═══ LISTING

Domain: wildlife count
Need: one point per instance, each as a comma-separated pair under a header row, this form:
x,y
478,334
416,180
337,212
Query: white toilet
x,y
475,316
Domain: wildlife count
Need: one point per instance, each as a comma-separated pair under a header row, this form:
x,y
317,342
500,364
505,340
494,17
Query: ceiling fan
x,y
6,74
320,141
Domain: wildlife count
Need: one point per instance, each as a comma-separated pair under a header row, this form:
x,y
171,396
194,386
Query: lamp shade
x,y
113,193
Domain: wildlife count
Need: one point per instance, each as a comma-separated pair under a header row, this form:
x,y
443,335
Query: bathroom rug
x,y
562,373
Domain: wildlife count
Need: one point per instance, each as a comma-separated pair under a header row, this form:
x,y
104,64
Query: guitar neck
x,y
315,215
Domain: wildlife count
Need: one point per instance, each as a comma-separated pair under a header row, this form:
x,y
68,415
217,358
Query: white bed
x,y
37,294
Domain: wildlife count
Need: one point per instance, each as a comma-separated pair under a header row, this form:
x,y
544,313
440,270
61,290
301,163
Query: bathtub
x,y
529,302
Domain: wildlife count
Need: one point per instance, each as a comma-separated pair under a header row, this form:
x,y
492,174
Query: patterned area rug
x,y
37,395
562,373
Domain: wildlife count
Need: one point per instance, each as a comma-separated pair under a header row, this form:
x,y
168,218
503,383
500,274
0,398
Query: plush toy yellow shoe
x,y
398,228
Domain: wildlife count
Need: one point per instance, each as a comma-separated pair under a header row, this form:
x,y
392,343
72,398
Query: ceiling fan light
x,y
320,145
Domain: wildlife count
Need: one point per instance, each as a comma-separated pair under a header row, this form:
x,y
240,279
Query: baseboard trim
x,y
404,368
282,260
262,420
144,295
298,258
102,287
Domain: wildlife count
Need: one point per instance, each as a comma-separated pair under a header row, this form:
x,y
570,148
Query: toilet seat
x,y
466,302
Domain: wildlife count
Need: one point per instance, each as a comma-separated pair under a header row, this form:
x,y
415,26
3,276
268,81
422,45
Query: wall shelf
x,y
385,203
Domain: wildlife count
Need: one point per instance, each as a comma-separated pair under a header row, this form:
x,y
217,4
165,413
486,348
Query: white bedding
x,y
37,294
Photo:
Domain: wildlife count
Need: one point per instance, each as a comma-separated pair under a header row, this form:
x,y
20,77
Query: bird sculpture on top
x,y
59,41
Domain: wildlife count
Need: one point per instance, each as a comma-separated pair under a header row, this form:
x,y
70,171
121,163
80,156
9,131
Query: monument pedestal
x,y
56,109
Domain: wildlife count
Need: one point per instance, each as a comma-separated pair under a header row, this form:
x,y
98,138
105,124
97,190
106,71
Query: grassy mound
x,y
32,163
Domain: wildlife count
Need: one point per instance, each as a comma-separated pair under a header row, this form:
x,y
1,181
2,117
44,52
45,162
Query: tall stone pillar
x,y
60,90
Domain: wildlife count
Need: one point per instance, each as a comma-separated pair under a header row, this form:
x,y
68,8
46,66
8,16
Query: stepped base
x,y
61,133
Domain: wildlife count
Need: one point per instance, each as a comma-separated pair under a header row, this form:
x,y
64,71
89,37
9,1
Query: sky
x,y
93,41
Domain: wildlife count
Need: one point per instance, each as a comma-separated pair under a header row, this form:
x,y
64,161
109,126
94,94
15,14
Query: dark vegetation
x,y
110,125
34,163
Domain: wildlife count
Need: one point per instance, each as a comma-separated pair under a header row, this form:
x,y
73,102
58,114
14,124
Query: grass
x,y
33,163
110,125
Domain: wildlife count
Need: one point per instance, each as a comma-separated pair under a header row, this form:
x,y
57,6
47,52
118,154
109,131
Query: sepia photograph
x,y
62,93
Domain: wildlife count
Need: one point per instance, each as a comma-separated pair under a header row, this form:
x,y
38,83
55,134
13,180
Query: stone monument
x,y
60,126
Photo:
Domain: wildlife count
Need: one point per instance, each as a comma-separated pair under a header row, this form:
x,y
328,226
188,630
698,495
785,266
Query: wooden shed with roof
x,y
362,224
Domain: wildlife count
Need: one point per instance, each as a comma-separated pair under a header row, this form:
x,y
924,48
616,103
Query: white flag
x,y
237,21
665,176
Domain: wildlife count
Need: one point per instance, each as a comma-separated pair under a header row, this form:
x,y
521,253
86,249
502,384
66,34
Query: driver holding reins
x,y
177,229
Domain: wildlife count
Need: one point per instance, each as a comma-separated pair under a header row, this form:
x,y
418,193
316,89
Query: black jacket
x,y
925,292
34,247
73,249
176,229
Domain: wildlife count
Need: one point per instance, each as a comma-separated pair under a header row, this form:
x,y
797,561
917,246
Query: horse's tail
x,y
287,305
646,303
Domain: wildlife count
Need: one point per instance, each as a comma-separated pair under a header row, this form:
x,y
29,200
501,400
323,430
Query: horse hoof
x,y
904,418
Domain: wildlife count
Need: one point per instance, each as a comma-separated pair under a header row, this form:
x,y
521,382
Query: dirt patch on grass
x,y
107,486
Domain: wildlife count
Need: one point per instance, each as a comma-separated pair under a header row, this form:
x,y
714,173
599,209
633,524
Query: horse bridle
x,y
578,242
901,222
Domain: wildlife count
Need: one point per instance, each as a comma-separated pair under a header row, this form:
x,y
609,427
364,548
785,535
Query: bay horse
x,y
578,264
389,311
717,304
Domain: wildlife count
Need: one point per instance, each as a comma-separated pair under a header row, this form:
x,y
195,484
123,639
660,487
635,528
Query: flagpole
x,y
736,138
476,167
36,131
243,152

══════

**WORK REQUIRED:** Tally the lines in the data above that contain the word "horse" and give only the number.

**SOLUTION TO THIS EXERCISE:** 4